● **Data to process**

┄┄┄┄┄┄

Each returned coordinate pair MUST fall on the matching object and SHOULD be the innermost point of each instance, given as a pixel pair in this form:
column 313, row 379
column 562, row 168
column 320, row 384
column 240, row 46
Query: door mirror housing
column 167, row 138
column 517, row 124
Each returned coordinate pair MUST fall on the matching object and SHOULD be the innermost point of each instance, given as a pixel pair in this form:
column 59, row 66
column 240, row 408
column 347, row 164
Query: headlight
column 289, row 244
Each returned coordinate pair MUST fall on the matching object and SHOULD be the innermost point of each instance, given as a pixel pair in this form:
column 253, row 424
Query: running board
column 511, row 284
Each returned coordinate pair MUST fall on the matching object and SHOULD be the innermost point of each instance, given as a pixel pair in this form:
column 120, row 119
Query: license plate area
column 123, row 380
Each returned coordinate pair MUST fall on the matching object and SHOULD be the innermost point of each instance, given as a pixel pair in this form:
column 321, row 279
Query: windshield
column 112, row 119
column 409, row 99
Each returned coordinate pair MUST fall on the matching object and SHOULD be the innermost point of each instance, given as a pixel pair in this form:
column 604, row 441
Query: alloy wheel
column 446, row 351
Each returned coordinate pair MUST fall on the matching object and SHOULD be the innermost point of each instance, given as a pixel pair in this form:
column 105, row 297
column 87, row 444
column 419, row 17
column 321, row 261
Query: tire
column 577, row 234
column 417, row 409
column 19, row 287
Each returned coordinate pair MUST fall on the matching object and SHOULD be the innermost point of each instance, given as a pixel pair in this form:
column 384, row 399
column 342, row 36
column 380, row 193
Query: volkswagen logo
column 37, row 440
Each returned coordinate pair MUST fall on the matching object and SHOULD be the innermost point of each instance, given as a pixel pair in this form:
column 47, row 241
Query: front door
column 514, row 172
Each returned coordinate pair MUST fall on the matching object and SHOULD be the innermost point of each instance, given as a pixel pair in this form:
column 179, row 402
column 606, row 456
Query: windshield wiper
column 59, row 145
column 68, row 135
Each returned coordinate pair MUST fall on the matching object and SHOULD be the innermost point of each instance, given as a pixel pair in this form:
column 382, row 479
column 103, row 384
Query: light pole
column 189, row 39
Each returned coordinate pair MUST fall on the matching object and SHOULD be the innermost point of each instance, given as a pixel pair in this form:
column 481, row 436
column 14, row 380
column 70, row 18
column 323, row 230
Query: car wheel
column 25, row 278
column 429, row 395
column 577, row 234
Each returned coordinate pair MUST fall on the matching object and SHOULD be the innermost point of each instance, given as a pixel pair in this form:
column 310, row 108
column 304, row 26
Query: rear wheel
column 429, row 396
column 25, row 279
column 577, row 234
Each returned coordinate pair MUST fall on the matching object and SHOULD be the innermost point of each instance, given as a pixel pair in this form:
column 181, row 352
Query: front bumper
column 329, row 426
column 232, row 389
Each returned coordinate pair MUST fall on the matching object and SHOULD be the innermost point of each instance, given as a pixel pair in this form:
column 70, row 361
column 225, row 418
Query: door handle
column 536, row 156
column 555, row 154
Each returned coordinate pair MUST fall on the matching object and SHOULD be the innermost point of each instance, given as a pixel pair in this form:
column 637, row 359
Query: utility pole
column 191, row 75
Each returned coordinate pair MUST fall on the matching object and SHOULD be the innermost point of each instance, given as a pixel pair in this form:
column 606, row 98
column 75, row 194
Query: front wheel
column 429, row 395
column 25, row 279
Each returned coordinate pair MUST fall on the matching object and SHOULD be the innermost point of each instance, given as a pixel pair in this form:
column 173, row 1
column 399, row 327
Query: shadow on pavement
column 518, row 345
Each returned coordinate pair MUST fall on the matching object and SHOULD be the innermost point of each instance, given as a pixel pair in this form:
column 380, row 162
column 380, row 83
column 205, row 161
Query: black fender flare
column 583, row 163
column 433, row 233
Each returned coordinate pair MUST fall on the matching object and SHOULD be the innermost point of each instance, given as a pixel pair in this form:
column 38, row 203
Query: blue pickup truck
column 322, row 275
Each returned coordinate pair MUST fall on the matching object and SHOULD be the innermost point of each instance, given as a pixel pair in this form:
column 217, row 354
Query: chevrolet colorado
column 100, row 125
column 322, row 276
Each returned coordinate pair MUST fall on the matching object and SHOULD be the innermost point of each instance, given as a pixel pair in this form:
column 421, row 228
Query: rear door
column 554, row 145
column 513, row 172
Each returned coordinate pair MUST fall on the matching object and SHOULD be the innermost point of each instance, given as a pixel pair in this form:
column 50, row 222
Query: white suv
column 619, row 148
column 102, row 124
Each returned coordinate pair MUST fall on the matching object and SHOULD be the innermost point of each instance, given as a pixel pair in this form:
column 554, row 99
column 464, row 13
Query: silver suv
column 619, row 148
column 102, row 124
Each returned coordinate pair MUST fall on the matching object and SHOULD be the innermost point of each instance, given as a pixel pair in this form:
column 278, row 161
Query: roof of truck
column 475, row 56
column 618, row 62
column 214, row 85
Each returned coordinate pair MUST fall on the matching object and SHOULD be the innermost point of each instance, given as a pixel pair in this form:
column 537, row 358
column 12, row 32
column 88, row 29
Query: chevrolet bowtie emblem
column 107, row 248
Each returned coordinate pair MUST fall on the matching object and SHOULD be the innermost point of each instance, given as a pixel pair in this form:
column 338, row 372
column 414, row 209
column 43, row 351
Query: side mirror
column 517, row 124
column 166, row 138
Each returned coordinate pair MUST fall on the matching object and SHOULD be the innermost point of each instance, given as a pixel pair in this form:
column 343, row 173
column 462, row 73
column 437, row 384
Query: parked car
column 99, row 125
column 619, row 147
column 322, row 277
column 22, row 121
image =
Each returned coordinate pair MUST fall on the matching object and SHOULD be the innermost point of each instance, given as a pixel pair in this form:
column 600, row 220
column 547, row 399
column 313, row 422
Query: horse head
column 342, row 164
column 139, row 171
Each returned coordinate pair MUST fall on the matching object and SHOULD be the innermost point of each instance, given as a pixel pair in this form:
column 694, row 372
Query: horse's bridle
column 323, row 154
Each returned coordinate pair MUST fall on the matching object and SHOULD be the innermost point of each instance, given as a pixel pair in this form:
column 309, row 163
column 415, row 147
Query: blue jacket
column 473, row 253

┄┄┄┄┄┄

● **Requirement**
Once more, write out all of the entries above exactly.

● **Result of this task**
Each returned coordinate pair MUST fall on the matching object and SHOULD be the innermost point of each instance, given as a pixel pair in this form:
column 313, row 379
column 562, row 168
column 320, row 384
column 240, row 46
Query: door mirror housing
column 167, row 138
column 517, row 124
Each returned coordinate pair MUST fall on the matching object and SHOULD be the innermost point of each instance, given as a pixel pair in this form:
column 59, row 66
column 240, row 408
column 347, row 164
Query: headlight
column 289, row 244
Each returned coordinate pair MUST fall on the matching object and SHOULD be the innermost point of each instance, given as a pixel pair in this form:
column 253, row 424
Query: running board
column 511, row 284
Each returned coordinate pair MUST fall on the matching object and SHOULD be the innermost point of each instance, given as a pixel pair in this form:
column 120, row 119
Query: license plate area
column 123, row 380
Each returned coordinate pair MUST fall on the matching object and SHOULD be the innermost point of each instance, given as a pixel pair in this form:
column 321, row 279
Query: windshield
column 112, row 119
column 409, row 99
Each returned coordinate pair MUST fall on the matching object and SHOULD be the innermost point of each instance, given as a pixel pair in this form:
column 604, row 441
Query: alloy wheel
column 446, row 351
Each returned coordinate pair MUST fall on the matching object and SHOULD be the innermost point of each instance, given as a pixel pair in this form:
column 105, row 297
column 87, row 444
column 419, row 17
column 321, row 261
Query: tire
column 577, row 234
column 417, row 409
column 19, row 287
Each returned coordinate pair MUST fall on the matching object and SHOULD be the innermost point of each instance, given as a pixel pair in this form:
column 384, row 399
column 342, row 36
column 380, row 193
Query: volkswagen logo
column 37, row 440
Each returned coordinate pair MUST fall on the matching object and SHOULD be the innermost point of each instance, given as a pixel pair in this form:
column 47, row 241
Query: front door
column 514, row 172
Each returned coordinate pair MUST fall on the matching object and SHOULD be the innermost point of each instance, given as a pixel pair in this form:
column 179, row 402
column 606, row 456
Query: windshield wiper
column 59, row 145
column 68, row 135
Each returned coordinate pair MUST fall on the matching object and SHOULD be the innermost point of each instance, given as a pixel pair in this form:
column 382, row 479
column 103, row 384
Query: light pole
column 189, row 39
Each returned coordinate pair MUST fall on the matching object and SHOULD be the innermost point of each instance, given as a pixel pair in this form:
column 481, row 436
column 14, row 380
column 70, row 18
column 323, row 230
Query: car wheel
column 25, row 278
column 429, row 395
column 577, row 234
Each returned coordinate pair MUST fall on the matching object and SHOULD be the innermost point of each instance, given as a pixel pair in this form:
column 310, row 108
column 304, row 26
Query: rear wheel
column 429, row 396
column 25, row 279
column 577, row 234
Each returned coordinate pair MUST fall on the matching object and SHOULD be the innermost point of each instance, given as a pixel pair in this form:
column 181, row 352
Query: front bumper
column 329, row 426
column 232, row 389
Each returned coordinate pair MUST fall on the matching object and SHOULD be the innermost point of each instance, given as a pixel pair in this form:
column 70, row 361
column 225, row 418
Query: door handle
column 536, row 156
column 555, row 154
Each returned coordinate pair MUST fall on the matching object and SHOULD be the innermost point of each instance, given as a pixel pair in this form:
column 637, row 359
Query: utility pole
column 191, row 75
Each returned coordinate pair MUST fall on the matching object and SHOULD be the innermost point of each instance, given as a pixel pair in this form:
column 606, row 98
column 75, row 194
Query: front wheel
column 429, row 395
column 25, row 279
Each returned coordinate pair MUST fall on the matching object and SHOULD be the innermost point of each instance, given as a pixel pair in this form:
column 173, row 1
column 399, row 327
Query: shadow on pavement
column 518, row 345
Each returned coordinate pair MUST fall on the matching object and SHOULD be the innermost point of each instance, given as a pixel pair in this form:
column 380, row 162
column 380, row 83
column 205, row 161
Query: black fender flare
column 583, row 163
column 433, row 233
Each returned coordinate pair MUST fall on the matching object and SHOULD be the innermost point of each instance, given as a pixel pair in this form:
column 38, row 203
Query: blue pickup truck
column 322, row 275
Each returned coordinate pair MUST fall on the matching object and SHOULD be the innermost point of each instance, given as a pixel pair in this form:
column 217, row 354
Query: chevrolet colorado
column 100, row 125
column 322, row 276
Each returned coordinate pair MUST fall on the matching object and SHOULD be the innermost point of each instance, given as a pixel pair in this form:
column 421, row 228
Query: rear door
column 554, row 145
column 513, row 172
Each returned coordinate pair MUST fall on the matching object and SHOULD be the innermost point of each instance, given as a pixel pair in this form:
column 50, row 222
Query: white suv
column 619, row 148
column 102, row 124
Each returned coordinate pair MUST fall on the matching object and SHOULD be the innermost point of each instance, given as a pixel pair in this form:
column 554, row 99
column 464, row 13
Query: silver suv
column 619, row 148
column 102, row 124
Each returned coordinate pair MUST fall on the matching object and SHOULD be the innermost point of each instance, given as a pixel pair in this form:
column 278, row 161
Query: roof of truck
column 475, row 56
column 618, row 62
column 214, row 85
Each returned coordinate pair MUST fall on the matching object and SHOULD be the innermost point of each instance, given as a pixel pair in this form:
column 537, row 358
column 12, row 32
column 88, row 29
Query: chevrolet bowtie emblem
column 107, row 248
Each returned coordinate pair MUST fall on the matching object and SHOULD be the innermost point of each instance, given as a pixel pair in this form:
column 338, row 372
column 414, row 209
column 43, row 351
Query: side mirror
column 517, row 124
column 166, row 138
Each returned coordinate pair MUST fall on the matching object and SHOULD be the innermost point of each instance, given as a pixel pair in this form:
column 343, row 173
column 462, row 73
column 437, row 384
Query: parked car
column 99, row 125
column 619, row 147
column 322, row 277
column 22, row 121
image =
Each returned coordinate pair MUST fall on the matching object and SHOULD be the innermost point of each instance, given as a pixel pair in this form:
column 600, row 220
column 547, row 399
column 313, row 422
Query: horse head
column 342, row 164
column 139, row 171
Each returned coordinate pair MUST fall on the matching object and SHOULD be the innermost point of each instance, given as a pixel pair in this form:
column 694, row 372
Query: horse's bridle
column 323, row 154
Each returned coordinate pair MUST fall on the matching object and SHOULD be the innermost point of each instance, given as a pixel pair in this form:
column 309, row 163
column 415, row 147
Query: blue jacket
column 473, row 253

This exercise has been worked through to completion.